What is asked for is the whole listing, given again word for word.

>>>

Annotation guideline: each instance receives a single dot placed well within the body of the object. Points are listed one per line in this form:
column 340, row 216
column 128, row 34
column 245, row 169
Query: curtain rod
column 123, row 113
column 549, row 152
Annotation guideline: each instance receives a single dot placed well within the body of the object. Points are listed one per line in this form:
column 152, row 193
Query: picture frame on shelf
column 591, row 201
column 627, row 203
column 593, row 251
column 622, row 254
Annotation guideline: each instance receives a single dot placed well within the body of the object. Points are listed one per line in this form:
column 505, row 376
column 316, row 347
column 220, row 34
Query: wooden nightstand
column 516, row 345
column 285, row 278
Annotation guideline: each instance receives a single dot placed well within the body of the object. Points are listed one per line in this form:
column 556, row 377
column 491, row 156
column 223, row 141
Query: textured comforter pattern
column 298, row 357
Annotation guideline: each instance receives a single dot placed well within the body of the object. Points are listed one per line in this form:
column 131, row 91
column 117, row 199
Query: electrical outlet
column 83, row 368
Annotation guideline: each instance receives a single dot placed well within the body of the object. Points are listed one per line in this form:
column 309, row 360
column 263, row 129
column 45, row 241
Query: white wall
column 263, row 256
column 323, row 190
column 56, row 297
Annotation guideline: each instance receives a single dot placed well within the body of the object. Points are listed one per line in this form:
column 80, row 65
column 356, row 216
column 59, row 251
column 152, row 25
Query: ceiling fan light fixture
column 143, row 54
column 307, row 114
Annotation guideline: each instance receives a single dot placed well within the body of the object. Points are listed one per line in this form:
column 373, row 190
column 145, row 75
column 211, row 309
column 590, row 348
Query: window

<<<

→ **Reply to the exercise**:
Annotation guideline: each instance receives a single dot placed well within the body of the object. Points are listed one per line in this form:
column 340, row 216
column 128, row 34
column 245, row 169
Query: curtain rod
column 123, row 113
column 549, row 152
Annotation guideline: each instance receives a single dot placed well within the body of the object. Points are listed one per line in this form:
column 152, row 193
Query: picture frame on shelf
column 591, row 201
column 627, row 203
column 593, row 251
column 622, row 254
Annotation guideline: each instance receives a single dot placed well within the body of the object. Points are listed one per line in this form:
column 505, row 376
column 316, row 347
column 220, row 34
Query: wooden nightstand
column 516, row 345
column 285, row 278
Annotation guideline: each instance receives a single dot placed well within the body of the object. Points are listed one per line in this form:
column 556, row 377
column 491, row 156
column 223, row 141
Query: textured comforter pattern
column 298, row 357
Annotation guideline: each instance receives a single dot placed well within the body of the object. Points are listed one per line in this form:
column 131, row 91
column 117, row 199
Query: electrical outlet
column 83, row 368
Annotation guideline: each instance receives a single dot placed well within the body of the object. Points are listed one per line in this form:
column 309, row 360
column 263, row 129
column 45, row 241
Query: white wall
column 263, row 256
column 323, row 190
column 56, row 297
Annotation guideline: each instance receives a single dot placed well within the body of the object. Points are listed one per line in this form:
column 80, row 65
column 356, row 216
column 59, row 251
column 152, row 25
Query: ceiling fan light fixture
column 143, row 54
column 307, row 114
Annotation guideline: each instance receives a single dot placed well within the body of the object. Points are listed one per line in this form:
column 373, row 190
column 145, row 75
column 211, row 309
column 590, row 348
Query: window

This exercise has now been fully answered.